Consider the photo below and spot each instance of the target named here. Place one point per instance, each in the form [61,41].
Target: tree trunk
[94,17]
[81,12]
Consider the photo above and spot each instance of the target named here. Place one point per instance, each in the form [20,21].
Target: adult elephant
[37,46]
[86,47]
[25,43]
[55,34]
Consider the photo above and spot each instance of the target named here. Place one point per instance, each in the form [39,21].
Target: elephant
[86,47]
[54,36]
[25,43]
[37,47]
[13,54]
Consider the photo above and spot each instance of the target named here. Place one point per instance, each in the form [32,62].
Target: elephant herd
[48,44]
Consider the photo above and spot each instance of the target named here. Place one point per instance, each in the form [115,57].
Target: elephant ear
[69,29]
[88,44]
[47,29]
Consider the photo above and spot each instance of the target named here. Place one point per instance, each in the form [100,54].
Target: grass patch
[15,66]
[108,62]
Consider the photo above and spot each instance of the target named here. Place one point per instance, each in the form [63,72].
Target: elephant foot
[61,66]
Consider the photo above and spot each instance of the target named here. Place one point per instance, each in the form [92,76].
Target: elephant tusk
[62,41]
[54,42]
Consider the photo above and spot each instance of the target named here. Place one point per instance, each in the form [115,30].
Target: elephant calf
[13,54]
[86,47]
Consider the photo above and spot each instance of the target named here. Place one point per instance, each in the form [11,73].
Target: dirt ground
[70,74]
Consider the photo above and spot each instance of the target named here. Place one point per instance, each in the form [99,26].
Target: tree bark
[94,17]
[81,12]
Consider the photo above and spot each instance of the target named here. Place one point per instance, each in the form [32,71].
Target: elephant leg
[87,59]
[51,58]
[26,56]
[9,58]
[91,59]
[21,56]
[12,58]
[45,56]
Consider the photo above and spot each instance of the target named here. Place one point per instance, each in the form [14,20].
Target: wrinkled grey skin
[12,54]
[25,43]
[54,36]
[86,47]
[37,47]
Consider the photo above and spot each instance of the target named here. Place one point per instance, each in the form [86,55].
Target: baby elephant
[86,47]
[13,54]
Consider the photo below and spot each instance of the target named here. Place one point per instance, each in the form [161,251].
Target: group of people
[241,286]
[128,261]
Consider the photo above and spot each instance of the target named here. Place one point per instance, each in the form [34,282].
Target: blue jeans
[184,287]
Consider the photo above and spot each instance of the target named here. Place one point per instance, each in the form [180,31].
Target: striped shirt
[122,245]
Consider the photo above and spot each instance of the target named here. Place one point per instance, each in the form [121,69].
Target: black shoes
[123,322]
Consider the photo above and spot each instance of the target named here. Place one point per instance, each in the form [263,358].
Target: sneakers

□ □ □ □ □

__Exercise__: Restate each record word for word.

__Result below__:
Consider the photo below and spot each instance of the target named here. Place one point per instance, each in the form [61,41].
Target: tree trunk
[94,17]
[81,12]
Consider the photo above and spot each instance of the target named here. Place one point per instance, each in the form [20,21].
Target: adult elephant
[37,46]
[86,47]
[25,43]
[55,34]
Consider the photo above and spot each instance of the target named here. Place one point per instance, each in the form [39,21].
Target: elephant
[86,47]
[54,36]
[25,43]
[37,47]
[13,54]
Consider the photo above and spot each instance of the target named here. Place one point per instance, each in the form [32,62].
Target: elephant herd
[48,44]
Consider the photo above and spot each instance of the target named here. Place one point per instance, each in the form [115,57].
Target: elephant ear
[69,29]
[88,44]
[47,29]
Consider the photo above and spot each instance of the target named here. Place one point per instance, each in the form [100,54].
Target: grass patch
[15,66]
[108,62]
Consider the photo above and spot each instance of the target named here. Place one point per instance, each in the form [63,72].
Target: elephant foot
[61,66]
Consider the photo above and spot each instance of the target named here. Place one point per instance, each in the form [92,76].
Target: elephant tusk
[62,41]
[54,42]
Consider the photo above and spot each instance of the target named here. Place one point per instance, each in the form [115,30].
Target: elephant calf
[13,54]
[86,47]
Consider the photo above and spot each instance of the target named here. Place one point per instance, each in the form [11,73].
Target: dirt ground
[70,74]
Consider the photo above and spot each instance of the target named here. Place one point per instance, each in the form [99,26].
Target: tree bark
[94,17]
[81,12]
Consider the photo above and spot each instance of the target named here. Place one point per instance, each in the form [32,71].
Target: elephant leg
[87,59]
[51,58]
[26,56]
[9,58]
[91,59]
[21,56]
[12,58]
[45,56]
Consider the photo above and spot each instance of the target named here. Place one point per instance, each in the form [14,20].
Target: wrinkled grey skin
[12,54]
[25,43]
[54,36]
[86,47]
[37,47]
Consider the photo above and spot each instance of the target named here. Place one point per instance, each in the form [86,55].
Target: baby elephant
[86,47]
[13,54]
Consider the photo below and spot each instance of the target named here. Place one point per instance, each in the form [161,251].
Target: group of people
[241,286]
[128,261]
Consider the photo above and spot each instance of the target named here. Place one point per instance, each in the form [34,282].
Target: blue jeans
[184,287]
Consider the photo above and spot each instance of the target named here. Place one point per instance, each in the form [180,31].
Target: striped shirt
[122,245]
Consider the photo above and spot each instance of the target named here. Place one point per instance, each in the form [121,69].
Target: black shoes
[123,322]
Consider the photo above and spot each instance of the target named here. Place one point per instance, each in the form [263,358].
Target: sneakers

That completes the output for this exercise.